**Task statement:** Render the data below as a JSON list of strings with one string per line. Leave out blank lines and the pictures.

**Material provided:**
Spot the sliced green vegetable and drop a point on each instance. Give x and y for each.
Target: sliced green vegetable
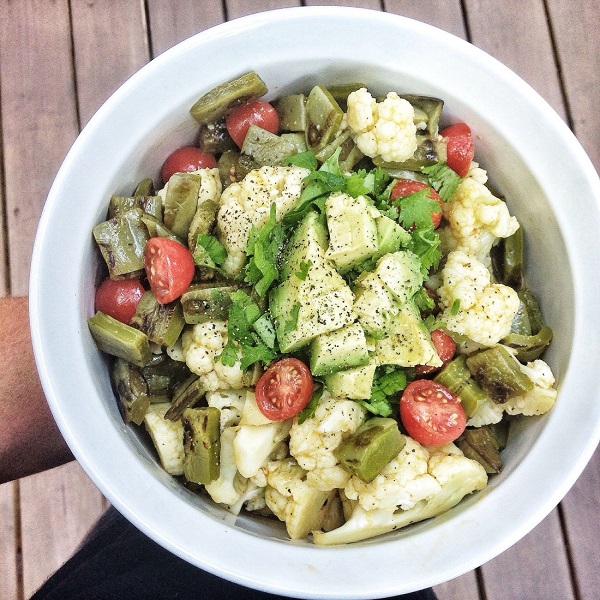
(222, 99)
(162, 323)
(122, 241)
(202, 444)
(117, 339)
(370, 448)
(499, 374)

**Output of the exercise:**
[
  "Spot the sliced green vegetable and drop a point on each instance. Give x and y for each.",
  "Target: sliced green vegetable",
  "(222, 99)",
  "(162, 323)",
  "(122, 241)",
  "(202, 444)",
  "(117, 339)",
  "(370, 448)",
  "(499, 374)"
]